§ **DOCUMENT**
-=-=-=-=-
A huge amount of Resistance activity was against, for example, the Milice and it’s supporters (a uniformed paramilitary secret police of the Vichy Regime). In official Vichy, the Milice were a completely legal police force.
In a legitimate regime, of course, killing members of the police is terrorism. But was killing members of the Milice terrorism or legitimate insurgency?
Also, it’s simply not true that Stalinists were predominant in the Resistance. It’s true that the Left broadly was in a majority in the Resistance, but that includes Socialists, Anarchists, and so on. Anyway, all of the Resistance groups united under De Gaulle (hardly any sort of Leftist) so the Resistance was not, as a whole, carrying much water for Stalin. And, of course, Stalin at that time was an ally of the US, UK, Canada, Australia and so on.
J Thomas 02.15.06 at 11:18 pm
Burritoboy, I agree with most of what you say. A minor pont — a lot of french people have claimed that the resistance was united in name only. The communists and the anticommunists didn’t much trust each other and did limited cooperation.
Not even all the communists were stalinists, but most of them appeared to favor the USSR over germany.
And of course, if we’re looking at the fallacy of “anybody who fights a bad guy is a good guy”, Stalin is a prime counterexample. His temporary nonaggression pact with Hitler was as valid as his temporary alliance with the USA etc.
-=-=-=-=-
§ **RECORDS PROVIDED**
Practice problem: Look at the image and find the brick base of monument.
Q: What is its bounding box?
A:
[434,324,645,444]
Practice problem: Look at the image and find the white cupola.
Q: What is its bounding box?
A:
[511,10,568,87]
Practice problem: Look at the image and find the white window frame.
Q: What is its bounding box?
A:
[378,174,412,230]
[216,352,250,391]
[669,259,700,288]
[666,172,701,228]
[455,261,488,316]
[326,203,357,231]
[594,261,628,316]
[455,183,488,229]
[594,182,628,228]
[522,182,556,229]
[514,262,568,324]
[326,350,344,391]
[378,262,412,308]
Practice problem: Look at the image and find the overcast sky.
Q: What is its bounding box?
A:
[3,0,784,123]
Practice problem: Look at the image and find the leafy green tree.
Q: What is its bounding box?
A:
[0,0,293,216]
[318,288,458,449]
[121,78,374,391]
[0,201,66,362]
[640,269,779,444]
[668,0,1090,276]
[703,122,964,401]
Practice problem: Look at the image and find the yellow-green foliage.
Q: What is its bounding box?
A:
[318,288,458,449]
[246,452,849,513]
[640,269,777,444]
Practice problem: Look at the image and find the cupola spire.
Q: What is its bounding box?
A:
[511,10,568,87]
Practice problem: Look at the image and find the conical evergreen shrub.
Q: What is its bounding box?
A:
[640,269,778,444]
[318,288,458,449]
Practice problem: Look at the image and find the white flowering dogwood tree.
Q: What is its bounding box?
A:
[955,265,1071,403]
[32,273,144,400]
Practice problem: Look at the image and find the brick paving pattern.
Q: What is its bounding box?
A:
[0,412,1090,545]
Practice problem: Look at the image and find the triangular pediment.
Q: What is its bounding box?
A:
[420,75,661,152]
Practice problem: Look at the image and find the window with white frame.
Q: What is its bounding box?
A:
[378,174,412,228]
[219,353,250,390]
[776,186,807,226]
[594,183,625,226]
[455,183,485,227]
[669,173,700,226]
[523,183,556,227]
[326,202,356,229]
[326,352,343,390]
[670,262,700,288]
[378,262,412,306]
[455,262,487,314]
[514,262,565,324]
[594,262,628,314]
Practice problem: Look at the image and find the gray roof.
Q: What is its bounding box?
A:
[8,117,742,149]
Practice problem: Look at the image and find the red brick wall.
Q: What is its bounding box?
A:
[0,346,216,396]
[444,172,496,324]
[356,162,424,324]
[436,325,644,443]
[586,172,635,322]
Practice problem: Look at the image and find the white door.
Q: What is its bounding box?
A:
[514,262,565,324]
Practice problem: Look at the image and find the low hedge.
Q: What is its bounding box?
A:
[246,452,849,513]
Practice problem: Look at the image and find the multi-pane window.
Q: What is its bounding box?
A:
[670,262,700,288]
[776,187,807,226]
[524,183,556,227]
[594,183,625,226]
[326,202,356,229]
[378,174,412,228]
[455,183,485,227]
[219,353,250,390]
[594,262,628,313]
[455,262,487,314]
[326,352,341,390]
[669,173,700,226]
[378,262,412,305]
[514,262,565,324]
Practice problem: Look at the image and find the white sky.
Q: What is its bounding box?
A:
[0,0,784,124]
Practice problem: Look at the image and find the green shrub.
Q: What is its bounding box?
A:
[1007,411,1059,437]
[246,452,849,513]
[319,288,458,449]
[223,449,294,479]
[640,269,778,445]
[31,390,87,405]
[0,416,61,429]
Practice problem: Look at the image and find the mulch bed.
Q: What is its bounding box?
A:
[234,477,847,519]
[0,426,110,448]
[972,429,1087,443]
-=-=-=-=-
§ **YOUR OBJECTIVE**
Return the passage of the French Resistance text above between "A huge amount" and "or legitimate insurgency?", inclusive, copied word for word.

§ **SOLVED PROBLEM**
A huge amount of Resistance activity was against, for example, the Milice and it’s supporters (a uniformed paramilitary secret police of the Vichy Regime). In official Vichy, the Milice were a completely legal police force.
In a legitimate regime, of course, killing members of the police is terrorism. But was killing members of the Milice terrorism or legitimate insurgency?